__Exercise aim__:
Each line of the records below that includes "blue" adds one to the count; state the final count by itself.

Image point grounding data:
· · · ·

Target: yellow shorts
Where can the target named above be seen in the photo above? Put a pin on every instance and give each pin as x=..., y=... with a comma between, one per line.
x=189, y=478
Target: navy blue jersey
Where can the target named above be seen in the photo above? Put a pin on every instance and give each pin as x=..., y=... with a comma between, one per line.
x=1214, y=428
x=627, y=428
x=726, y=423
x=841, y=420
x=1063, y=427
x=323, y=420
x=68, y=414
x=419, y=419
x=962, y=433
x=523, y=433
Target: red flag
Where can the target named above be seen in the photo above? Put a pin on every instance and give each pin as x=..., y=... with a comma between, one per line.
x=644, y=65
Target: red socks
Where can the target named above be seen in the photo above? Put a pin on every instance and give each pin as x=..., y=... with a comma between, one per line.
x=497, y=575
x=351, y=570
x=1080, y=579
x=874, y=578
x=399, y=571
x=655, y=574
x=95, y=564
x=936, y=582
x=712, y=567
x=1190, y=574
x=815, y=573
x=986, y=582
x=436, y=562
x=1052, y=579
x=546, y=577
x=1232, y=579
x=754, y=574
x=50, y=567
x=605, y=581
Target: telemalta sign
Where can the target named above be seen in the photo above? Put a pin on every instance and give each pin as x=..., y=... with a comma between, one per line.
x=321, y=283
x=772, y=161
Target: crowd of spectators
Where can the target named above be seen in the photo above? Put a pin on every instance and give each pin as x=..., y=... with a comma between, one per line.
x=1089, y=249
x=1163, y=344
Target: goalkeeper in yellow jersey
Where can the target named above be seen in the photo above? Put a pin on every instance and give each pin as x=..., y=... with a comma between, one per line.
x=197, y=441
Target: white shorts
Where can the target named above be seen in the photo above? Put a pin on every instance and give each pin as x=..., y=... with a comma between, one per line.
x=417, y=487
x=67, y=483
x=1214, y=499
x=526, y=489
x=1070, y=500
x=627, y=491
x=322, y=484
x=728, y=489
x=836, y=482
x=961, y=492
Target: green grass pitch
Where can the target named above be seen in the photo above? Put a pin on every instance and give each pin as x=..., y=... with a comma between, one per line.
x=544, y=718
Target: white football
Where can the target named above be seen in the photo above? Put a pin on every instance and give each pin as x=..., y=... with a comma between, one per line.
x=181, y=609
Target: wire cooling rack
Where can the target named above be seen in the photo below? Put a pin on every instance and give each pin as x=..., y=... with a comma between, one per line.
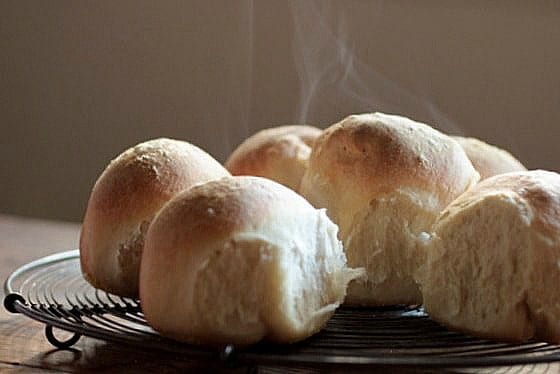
x=52, y=290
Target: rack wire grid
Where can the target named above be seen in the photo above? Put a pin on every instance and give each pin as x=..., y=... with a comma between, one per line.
x=52, y=290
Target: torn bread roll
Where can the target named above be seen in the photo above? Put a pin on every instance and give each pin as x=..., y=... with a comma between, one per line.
x=384, y=179
x=487, y=159
x=279, y=153
x=123, y=202
x=493, y=261
x=241, y=259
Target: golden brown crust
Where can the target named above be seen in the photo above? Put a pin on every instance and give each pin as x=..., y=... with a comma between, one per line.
x=384, y=179
x=214, y=210
x=278, y=153
x=488, y=159
x=240, y=259
x=372, y=154
x=123, y=202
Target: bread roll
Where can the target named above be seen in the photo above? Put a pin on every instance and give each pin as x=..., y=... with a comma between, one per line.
x=384, y=179
x=123, y=202
x=493, y=265
x=487, y=159
x=240, y=259
x=279, y=153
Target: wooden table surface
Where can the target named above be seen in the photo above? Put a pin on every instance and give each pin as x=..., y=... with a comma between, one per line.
x=24, y=348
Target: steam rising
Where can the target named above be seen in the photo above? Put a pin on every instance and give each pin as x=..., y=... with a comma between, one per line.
x=332, y=77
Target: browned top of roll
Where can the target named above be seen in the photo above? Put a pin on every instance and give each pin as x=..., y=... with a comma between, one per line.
x=368, y=155
x=488, y=159
x=125, y=198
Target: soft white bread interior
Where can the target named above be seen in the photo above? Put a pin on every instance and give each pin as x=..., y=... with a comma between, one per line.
x=123, y=202
x=384, y=179
x=279, y=153
x=487, y=159
x=241, y=259
x=493, y=265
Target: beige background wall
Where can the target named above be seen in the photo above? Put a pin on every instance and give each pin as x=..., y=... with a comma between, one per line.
x=82, y=80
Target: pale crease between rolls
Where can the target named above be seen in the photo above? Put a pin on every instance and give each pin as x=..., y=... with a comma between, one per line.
x=493, y=265
x=125, y=198
x=241, y=259
x=488, y=160
x=278, y=153
x=384, y=179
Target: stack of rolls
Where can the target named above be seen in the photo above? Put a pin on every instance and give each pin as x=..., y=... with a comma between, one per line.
x=166, y=222
x=374, y=210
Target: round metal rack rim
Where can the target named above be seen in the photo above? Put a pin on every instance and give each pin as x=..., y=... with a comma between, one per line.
x=53, y=291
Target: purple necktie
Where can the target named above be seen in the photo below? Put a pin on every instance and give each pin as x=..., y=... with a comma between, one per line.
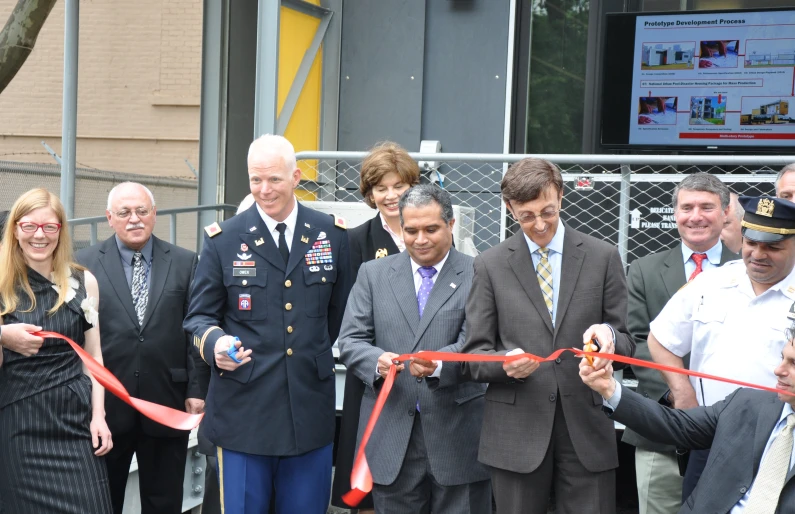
x=427, y=273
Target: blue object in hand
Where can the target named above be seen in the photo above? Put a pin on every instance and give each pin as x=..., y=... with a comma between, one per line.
x=232, y=351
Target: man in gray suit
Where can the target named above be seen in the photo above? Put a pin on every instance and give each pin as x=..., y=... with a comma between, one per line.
x=545, y=288
x=700, y=203
x=750, y=467
x=423, y=451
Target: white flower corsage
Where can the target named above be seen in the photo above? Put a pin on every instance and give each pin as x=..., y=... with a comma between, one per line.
x=73, y=285
x=89, y=306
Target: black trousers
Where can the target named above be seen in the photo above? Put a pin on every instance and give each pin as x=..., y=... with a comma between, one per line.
x=161, y=470
x=695, y=466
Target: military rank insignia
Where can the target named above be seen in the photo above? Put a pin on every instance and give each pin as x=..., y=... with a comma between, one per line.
x=320, y=253
x=213, y=229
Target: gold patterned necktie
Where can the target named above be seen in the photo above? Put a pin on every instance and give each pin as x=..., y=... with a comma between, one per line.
x=544, y=274
x=772, y=473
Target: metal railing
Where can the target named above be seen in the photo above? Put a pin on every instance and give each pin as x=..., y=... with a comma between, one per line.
x=622, y=199
x=94, y=221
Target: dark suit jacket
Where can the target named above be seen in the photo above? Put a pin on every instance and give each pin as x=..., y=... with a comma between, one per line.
x=367, y=239
x=282, y=402
x=153, y=361
x=382, y=315
x=651, y=282
x=736, y=429
x=506, y=310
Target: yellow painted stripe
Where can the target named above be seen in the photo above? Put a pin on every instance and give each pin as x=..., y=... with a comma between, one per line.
x=220, y=457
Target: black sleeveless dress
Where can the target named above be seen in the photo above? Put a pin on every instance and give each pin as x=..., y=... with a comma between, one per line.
x=47, y=463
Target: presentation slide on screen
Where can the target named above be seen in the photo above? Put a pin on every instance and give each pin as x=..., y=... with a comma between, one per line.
x=714, y=79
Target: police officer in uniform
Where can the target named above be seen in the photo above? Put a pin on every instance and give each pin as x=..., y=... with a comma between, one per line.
x=732, y=320
x=267, y=303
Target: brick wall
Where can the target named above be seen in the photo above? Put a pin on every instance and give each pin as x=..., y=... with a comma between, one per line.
x=138, y=88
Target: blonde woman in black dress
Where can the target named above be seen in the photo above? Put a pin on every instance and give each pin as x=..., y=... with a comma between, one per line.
x=52, y=421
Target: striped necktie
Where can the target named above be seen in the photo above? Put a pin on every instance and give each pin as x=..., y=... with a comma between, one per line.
x=769, y=481
x=544, y=275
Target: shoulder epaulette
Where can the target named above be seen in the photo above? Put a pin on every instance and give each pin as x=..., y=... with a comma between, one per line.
x=213, y=229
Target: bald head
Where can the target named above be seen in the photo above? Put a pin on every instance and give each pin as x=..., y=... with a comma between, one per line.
x=268, y=147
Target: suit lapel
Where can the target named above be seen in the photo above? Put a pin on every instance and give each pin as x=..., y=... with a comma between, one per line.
x=110, y=260
x=402, y=282
x=768, y=417
x=303, y=239
x=381, y=239
x=161, y=264
x=260, y=240
x=522, y=265
x=441, y=292
x=573, y=257
x=673, y=270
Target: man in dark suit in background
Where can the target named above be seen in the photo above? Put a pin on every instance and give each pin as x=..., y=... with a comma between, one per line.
x=423, y=452
x=144, y=286
x=750, y=467
x=546, y=287
x=700, y=203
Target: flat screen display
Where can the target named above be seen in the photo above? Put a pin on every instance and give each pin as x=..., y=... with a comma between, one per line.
x=705, y=79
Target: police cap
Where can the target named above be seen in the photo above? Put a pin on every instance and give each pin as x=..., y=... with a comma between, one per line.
x=767, y=219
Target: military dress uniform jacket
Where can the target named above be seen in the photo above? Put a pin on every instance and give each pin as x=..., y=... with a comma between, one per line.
x=281, y=403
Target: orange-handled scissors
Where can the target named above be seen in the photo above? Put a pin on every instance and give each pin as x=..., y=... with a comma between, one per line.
x=592, y=346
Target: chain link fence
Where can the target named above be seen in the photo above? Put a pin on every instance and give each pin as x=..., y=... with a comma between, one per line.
x=625, y=200
x=91, y=193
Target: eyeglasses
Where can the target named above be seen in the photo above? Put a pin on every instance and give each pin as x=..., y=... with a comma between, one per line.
x=529, y=217
x=47, y=228
x=141, y=212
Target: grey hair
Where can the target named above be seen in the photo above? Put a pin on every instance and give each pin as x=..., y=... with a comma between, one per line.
x=117, y=186
x=786, y=169
x=425, y=194
x=738, y=209
x=270, y=144
x=703, y=182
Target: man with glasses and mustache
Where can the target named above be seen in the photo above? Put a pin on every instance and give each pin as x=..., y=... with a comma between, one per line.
x=144, y=284
x=547, y=287
x=731, y=320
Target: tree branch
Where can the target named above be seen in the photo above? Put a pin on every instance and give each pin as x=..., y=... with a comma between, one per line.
x=19, y=36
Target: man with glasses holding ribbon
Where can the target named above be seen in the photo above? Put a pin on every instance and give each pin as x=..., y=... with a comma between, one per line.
x=547, y=287
x=144, y=284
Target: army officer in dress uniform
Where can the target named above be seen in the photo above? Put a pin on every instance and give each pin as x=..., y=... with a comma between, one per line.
x=270, y=291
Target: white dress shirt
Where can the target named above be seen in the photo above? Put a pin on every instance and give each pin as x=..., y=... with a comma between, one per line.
x=717, y=317
x=289, y=221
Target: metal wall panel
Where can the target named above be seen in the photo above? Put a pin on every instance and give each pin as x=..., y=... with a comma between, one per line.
x=381, y=73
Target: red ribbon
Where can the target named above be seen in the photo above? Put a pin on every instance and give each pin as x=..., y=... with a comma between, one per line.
x=362, y=479
x=164, y=415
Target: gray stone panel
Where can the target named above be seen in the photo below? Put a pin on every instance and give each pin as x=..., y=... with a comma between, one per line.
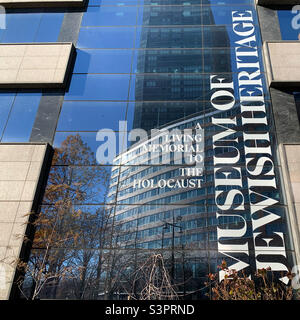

· · · ·

__Response below__:
2